**LISTING**:
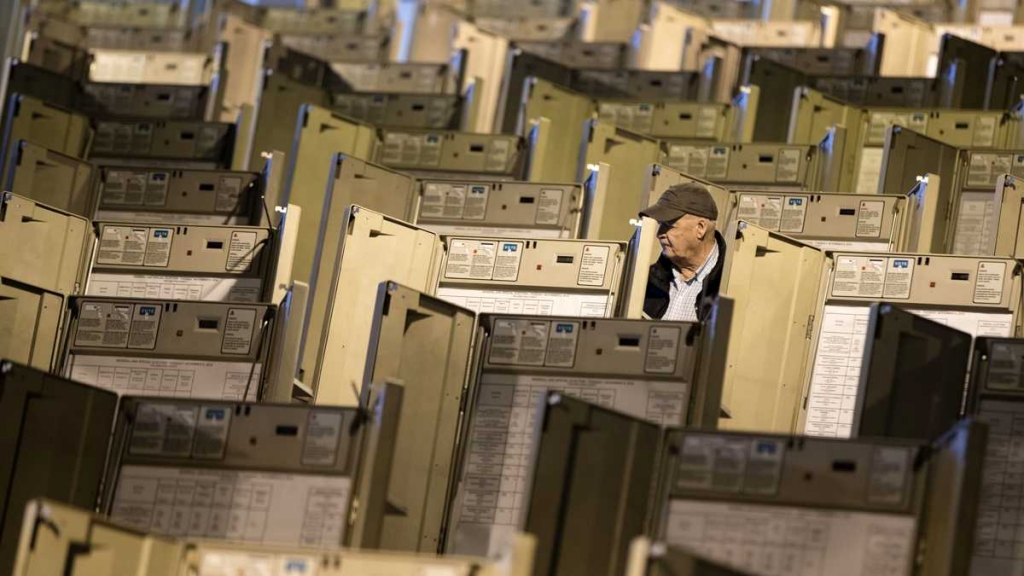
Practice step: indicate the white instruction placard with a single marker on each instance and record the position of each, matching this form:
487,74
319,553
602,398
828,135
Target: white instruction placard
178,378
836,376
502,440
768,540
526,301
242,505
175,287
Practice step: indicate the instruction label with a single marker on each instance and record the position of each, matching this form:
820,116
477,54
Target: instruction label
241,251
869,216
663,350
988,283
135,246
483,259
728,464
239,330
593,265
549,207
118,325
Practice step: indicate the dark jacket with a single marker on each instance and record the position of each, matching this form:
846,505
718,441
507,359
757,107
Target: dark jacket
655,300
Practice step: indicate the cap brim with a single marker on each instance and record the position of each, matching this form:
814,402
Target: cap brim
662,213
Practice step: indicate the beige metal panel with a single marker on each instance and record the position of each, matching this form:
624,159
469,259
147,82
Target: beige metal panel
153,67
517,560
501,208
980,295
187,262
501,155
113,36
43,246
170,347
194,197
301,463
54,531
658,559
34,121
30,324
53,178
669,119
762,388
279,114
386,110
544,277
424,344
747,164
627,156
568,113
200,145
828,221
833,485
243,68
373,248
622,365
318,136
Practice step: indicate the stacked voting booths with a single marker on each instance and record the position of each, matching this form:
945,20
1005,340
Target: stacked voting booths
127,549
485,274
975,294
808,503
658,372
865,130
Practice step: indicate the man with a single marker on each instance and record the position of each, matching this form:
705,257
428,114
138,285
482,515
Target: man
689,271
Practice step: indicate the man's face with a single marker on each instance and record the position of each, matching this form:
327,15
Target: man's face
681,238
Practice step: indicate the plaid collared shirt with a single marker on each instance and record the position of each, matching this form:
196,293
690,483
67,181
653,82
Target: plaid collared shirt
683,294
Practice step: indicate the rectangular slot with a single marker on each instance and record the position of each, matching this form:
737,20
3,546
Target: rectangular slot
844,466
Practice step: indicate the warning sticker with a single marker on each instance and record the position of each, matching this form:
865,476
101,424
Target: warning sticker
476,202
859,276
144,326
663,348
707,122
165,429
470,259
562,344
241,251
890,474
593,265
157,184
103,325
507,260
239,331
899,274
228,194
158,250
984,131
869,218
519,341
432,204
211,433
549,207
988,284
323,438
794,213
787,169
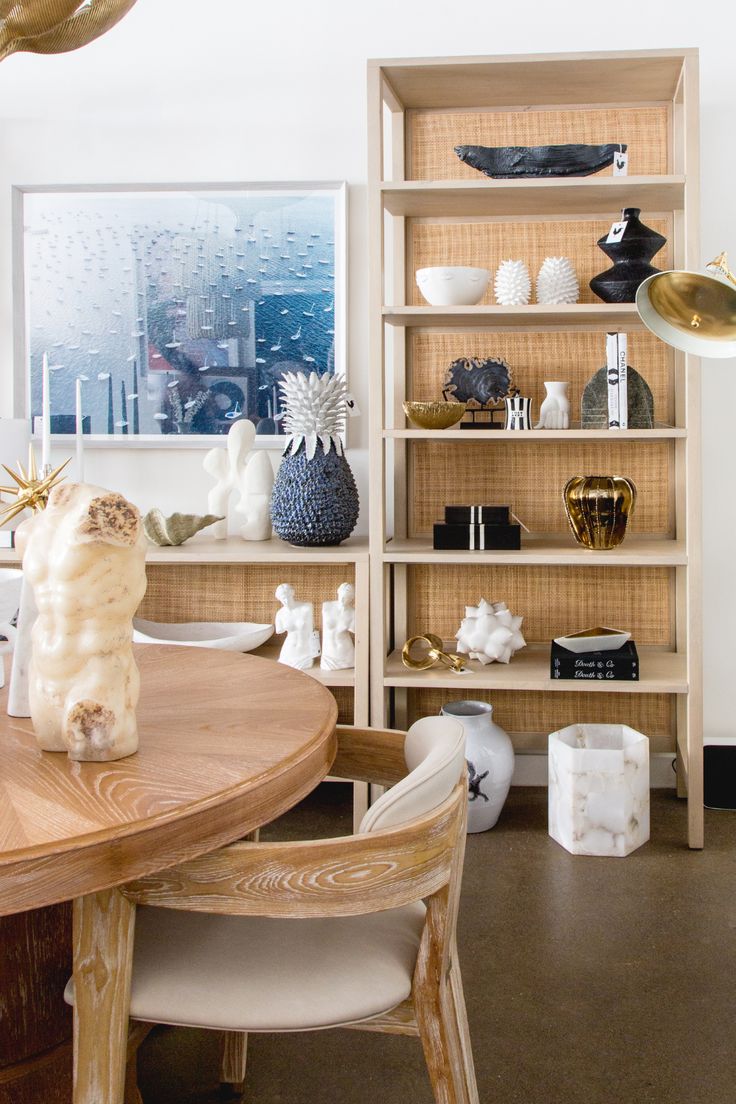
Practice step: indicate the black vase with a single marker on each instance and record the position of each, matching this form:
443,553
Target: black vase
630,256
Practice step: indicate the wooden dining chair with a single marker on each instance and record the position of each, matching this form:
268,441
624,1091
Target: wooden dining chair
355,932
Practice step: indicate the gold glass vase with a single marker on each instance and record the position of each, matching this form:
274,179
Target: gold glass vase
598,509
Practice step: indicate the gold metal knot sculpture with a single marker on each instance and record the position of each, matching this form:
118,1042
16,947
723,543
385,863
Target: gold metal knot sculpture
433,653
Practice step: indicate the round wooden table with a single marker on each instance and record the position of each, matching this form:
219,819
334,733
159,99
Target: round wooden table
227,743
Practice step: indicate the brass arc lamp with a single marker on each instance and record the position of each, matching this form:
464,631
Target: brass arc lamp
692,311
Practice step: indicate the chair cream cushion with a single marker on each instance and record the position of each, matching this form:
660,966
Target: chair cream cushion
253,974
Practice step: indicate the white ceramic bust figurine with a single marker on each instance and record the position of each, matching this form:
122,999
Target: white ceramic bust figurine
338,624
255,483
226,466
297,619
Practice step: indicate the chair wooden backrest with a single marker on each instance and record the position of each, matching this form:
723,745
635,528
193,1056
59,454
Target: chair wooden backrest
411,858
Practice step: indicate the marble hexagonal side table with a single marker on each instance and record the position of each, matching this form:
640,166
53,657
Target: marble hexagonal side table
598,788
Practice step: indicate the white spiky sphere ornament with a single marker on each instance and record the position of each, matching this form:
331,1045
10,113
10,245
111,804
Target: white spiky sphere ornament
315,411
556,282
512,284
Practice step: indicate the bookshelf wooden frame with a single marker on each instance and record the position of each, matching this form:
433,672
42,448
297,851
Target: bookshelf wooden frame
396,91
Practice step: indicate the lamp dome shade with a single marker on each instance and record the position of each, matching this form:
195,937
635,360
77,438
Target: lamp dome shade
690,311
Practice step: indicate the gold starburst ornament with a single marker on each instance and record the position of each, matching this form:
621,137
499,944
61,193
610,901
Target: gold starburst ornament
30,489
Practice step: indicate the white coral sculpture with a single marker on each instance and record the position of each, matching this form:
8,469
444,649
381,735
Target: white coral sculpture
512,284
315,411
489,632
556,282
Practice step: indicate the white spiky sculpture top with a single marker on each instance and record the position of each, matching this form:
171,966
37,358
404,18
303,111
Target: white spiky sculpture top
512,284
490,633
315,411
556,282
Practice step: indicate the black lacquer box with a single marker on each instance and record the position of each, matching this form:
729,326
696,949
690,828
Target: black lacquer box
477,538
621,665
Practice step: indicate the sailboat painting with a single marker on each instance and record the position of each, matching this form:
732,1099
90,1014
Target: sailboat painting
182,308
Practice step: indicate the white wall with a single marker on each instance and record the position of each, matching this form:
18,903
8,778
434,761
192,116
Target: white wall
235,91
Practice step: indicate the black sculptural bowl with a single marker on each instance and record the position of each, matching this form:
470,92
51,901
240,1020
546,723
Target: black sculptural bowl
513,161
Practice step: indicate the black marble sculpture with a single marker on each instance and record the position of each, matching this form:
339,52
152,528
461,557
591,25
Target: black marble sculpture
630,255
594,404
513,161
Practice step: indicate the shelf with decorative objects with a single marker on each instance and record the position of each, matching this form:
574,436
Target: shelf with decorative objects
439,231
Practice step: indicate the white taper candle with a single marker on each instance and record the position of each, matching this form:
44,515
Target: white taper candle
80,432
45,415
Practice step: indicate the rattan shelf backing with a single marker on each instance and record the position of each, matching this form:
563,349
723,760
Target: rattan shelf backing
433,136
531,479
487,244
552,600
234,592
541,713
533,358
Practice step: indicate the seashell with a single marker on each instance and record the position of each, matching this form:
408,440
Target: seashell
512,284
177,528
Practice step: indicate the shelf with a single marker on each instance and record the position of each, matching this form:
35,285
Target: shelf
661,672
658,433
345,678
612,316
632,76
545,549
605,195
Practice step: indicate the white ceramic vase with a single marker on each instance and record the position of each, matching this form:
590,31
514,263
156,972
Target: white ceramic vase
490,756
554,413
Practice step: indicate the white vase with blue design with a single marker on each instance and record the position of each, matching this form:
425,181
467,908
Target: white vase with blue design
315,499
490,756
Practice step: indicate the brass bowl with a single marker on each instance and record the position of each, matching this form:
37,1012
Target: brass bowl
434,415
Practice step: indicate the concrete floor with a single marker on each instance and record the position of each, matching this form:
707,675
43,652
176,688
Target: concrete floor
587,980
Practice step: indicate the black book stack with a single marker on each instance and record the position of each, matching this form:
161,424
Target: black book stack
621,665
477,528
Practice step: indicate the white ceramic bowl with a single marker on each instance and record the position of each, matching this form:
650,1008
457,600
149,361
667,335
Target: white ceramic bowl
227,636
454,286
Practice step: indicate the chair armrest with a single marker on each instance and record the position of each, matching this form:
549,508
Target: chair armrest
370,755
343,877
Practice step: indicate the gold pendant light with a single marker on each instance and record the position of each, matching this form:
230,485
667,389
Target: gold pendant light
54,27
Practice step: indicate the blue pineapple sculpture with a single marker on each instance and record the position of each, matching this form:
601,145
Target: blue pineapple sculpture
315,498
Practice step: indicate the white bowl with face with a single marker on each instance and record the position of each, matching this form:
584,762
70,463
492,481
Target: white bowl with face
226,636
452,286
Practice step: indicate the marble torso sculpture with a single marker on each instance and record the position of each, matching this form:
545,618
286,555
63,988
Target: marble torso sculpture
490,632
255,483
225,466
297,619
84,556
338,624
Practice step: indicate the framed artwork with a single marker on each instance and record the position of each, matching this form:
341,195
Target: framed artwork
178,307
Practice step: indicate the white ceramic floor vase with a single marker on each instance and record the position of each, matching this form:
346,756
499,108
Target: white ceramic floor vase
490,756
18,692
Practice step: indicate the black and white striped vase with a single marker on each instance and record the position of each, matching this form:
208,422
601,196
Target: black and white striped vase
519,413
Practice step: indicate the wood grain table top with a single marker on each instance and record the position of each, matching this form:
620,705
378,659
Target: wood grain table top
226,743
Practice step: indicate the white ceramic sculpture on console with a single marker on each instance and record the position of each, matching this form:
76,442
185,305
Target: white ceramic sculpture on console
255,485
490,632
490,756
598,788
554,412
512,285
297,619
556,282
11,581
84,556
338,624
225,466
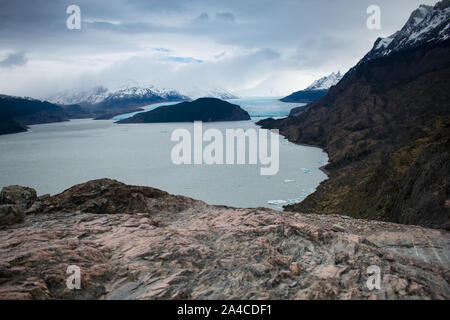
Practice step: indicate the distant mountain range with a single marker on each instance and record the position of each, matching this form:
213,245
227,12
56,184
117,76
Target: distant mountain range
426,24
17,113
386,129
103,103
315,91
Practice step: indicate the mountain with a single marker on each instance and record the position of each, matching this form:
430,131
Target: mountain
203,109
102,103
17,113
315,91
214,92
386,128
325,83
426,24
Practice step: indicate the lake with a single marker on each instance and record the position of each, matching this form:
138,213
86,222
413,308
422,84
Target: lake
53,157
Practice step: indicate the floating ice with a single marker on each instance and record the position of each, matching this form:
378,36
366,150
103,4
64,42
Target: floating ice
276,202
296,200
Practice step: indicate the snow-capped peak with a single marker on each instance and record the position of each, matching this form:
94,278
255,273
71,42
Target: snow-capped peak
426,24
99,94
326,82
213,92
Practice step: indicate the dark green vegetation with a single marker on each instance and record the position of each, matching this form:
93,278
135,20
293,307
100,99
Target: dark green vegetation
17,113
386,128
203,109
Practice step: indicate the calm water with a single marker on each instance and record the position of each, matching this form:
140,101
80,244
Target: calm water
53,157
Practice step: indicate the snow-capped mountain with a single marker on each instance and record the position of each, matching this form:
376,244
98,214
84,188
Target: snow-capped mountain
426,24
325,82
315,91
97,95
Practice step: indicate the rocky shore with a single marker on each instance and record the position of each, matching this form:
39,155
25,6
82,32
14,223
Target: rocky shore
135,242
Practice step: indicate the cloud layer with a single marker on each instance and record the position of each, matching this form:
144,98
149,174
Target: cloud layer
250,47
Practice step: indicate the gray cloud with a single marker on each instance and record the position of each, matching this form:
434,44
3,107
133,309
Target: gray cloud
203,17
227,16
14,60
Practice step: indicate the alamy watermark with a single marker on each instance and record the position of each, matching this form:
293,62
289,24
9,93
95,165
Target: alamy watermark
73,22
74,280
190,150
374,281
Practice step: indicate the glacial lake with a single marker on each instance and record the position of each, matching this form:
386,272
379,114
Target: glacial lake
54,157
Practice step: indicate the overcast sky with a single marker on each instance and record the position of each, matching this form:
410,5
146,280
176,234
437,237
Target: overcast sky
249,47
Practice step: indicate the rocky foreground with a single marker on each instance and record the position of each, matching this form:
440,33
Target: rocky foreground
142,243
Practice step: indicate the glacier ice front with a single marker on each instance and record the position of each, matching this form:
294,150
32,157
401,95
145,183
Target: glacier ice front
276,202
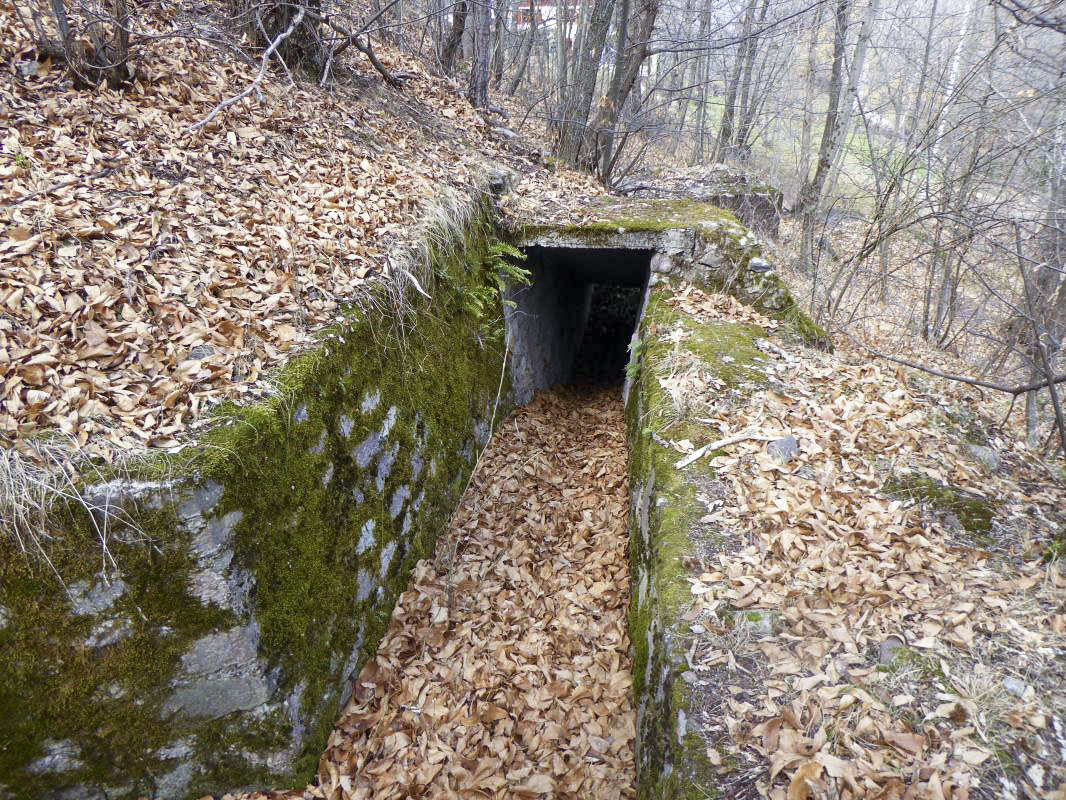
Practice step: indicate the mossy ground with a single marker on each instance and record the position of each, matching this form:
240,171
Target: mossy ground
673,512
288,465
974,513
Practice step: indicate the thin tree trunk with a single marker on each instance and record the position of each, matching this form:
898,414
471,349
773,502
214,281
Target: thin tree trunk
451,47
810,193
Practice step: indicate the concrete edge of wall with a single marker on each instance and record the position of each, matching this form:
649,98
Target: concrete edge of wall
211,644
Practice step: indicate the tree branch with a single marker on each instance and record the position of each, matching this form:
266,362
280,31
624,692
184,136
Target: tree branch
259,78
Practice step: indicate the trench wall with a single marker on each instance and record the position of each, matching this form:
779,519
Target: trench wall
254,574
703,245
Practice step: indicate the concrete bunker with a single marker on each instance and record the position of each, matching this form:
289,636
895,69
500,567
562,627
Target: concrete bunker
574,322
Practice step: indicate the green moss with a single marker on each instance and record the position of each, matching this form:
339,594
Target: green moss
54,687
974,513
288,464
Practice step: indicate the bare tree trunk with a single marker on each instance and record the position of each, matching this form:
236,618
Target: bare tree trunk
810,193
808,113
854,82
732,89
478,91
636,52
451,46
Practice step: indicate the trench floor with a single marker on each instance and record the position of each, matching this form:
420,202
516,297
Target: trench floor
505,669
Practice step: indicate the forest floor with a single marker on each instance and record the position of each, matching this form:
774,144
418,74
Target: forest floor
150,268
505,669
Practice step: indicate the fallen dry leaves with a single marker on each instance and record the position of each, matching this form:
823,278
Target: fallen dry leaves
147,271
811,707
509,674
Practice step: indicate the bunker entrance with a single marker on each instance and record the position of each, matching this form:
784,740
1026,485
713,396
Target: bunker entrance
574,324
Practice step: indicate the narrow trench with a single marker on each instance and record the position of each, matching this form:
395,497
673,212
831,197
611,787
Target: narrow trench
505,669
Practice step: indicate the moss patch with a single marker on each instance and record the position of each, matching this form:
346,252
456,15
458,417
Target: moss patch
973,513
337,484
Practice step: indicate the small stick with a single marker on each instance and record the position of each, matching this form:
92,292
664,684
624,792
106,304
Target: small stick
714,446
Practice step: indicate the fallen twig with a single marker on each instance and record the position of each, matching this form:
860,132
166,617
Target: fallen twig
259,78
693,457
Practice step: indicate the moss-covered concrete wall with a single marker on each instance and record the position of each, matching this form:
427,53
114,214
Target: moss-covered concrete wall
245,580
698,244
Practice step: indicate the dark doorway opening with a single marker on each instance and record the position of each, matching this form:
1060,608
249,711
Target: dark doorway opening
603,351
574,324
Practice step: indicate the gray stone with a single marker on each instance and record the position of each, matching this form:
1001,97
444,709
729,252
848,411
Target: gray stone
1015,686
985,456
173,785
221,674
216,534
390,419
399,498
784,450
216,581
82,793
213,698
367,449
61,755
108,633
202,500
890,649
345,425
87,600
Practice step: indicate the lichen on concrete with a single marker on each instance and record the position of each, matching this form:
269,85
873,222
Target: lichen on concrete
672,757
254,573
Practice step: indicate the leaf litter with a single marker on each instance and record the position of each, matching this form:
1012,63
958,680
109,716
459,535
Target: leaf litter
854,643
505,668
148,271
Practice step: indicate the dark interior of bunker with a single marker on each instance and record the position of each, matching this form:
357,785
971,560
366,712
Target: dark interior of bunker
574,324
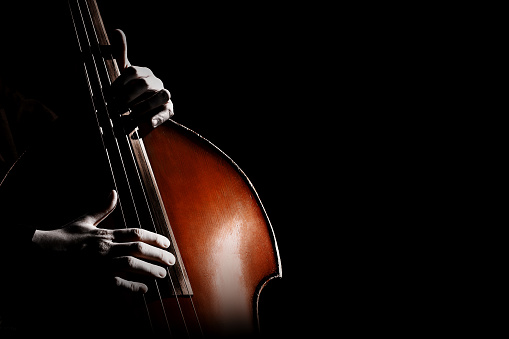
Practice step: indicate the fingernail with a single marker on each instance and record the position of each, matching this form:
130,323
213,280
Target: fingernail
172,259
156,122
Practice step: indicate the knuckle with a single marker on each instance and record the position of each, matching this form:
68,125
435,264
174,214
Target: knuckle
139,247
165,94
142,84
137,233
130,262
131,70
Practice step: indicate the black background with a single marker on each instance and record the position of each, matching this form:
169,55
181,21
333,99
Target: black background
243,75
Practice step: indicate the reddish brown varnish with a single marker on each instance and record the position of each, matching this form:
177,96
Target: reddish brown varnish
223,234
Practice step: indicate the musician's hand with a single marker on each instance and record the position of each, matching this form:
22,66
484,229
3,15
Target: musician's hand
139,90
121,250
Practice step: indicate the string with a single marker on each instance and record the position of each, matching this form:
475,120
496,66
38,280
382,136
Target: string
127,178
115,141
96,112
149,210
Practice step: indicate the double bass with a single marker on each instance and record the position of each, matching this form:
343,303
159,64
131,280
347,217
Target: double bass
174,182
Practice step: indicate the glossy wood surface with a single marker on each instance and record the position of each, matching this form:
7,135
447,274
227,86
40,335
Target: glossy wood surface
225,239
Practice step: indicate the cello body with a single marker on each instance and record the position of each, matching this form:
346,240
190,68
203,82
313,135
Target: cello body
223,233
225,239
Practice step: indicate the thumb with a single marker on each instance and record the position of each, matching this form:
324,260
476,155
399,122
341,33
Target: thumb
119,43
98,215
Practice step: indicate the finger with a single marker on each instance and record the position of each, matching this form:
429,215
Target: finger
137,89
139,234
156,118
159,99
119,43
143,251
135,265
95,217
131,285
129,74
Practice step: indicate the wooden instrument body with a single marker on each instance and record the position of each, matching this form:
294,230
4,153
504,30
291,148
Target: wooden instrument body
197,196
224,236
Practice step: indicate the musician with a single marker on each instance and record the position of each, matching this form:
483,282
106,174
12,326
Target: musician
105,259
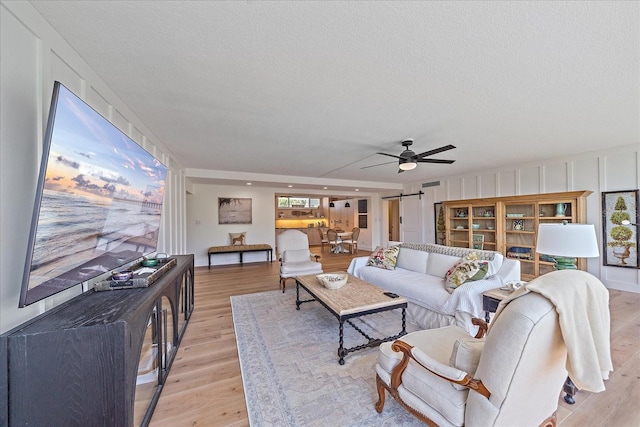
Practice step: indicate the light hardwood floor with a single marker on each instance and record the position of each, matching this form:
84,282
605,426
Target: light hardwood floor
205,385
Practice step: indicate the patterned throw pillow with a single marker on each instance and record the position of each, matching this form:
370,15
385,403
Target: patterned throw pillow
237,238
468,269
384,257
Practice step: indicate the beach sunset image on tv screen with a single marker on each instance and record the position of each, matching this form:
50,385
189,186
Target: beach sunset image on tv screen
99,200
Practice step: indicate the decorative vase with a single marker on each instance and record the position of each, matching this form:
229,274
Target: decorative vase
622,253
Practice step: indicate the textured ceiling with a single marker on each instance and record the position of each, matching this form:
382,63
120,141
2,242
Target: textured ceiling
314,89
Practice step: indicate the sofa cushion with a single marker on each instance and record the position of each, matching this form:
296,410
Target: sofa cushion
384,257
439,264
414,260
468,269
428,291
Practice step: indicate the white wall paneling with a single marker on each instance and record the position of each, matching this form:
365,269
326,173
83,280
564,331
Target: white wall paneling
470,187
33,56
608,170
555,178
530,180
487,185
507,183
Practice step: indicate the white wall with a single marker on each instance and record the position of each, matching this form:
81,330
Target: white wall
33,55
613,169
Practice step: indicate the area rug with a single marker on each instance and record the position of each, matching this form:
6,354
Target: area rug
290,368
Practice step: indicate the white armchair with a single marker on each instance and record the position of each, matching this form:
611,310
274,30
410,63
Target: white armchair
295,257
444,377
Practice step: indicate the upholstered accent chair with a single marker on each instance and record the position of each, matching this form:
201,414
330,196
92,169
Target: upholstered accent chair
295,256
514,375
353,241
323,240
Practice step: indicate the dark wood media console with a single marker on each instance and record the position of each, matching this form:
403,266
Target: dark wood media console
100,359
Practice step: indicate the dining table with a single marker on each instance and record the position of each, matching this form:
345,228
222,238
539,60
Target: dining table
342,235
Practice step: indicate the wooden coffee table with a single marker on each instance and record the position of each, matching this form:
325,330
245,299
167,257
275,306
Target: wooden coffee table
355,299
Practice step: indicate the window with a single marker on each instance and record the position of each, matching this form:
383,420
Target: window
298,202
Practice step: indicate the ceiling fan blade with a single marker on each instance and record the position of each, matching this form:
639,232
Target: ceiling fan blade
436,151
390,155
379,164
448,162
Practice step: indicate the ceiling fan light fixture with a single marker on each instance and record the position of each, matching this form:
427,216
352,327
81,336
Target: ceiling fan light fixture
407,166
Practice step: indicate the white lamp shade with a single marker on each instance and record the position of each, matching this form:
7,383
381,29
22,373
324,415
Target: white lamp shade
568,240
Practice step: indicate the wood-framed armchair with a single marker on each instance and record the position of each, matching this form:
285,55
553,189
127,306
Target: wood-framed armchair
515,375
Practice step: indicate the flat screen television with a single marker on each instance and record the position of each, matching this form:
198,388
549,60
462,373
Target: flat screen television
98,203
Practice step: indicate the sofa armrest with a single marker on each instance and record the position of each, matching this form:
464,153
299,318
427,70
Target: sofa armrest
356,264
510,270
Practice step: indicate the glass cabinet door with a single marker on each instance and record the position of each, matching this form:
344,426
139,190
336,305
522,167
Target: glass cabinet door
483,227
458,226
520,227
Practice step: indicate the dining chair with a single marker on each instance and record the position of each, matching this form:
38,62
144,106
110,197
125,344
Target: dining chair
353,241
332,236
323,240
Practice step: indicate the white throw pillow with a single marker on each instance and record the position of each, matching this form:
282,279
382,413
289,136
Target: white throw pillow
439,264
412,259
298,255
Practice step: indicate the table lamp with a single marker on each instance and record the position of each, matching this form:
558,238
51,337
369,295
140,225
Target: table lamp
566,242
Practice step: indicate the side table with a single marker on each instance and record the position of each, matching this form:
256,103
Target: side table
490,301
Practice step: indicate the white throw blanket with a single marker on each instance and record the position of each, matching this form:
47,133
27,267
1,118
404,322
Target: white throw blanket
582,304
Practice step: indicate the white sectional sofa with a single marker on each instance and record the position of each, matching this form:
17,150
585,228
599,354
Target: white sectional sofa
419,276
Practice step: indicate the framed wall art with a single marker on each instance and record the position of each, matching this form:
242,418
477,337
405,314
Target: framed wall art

**WHAT NEEDS TO BE DONE**: Copy exactly the lines from the one containing "Practice step: indicate the white throw blanket" through the last line of the records, both included, and nothing else.

**SOLUTION TO THE PROBLEM**:
Practice step: indicate the white throw blanket with a single marker on each instance and record the position of each, matching this form:
47,133
27,267
1,118
404,322
Target: white throw blanket
582,304
Practice step: indicate the white sectional sofa with a single marker on each instance and record the position of each, matching this form:
17,150
585,228
599,354
Target: white sectional sofa
419,276
Practice step: indicate the framed wall art with a single marker on each instance and record the position of each, matching this form:
242,418
477,337
405,314
Target: framed wall art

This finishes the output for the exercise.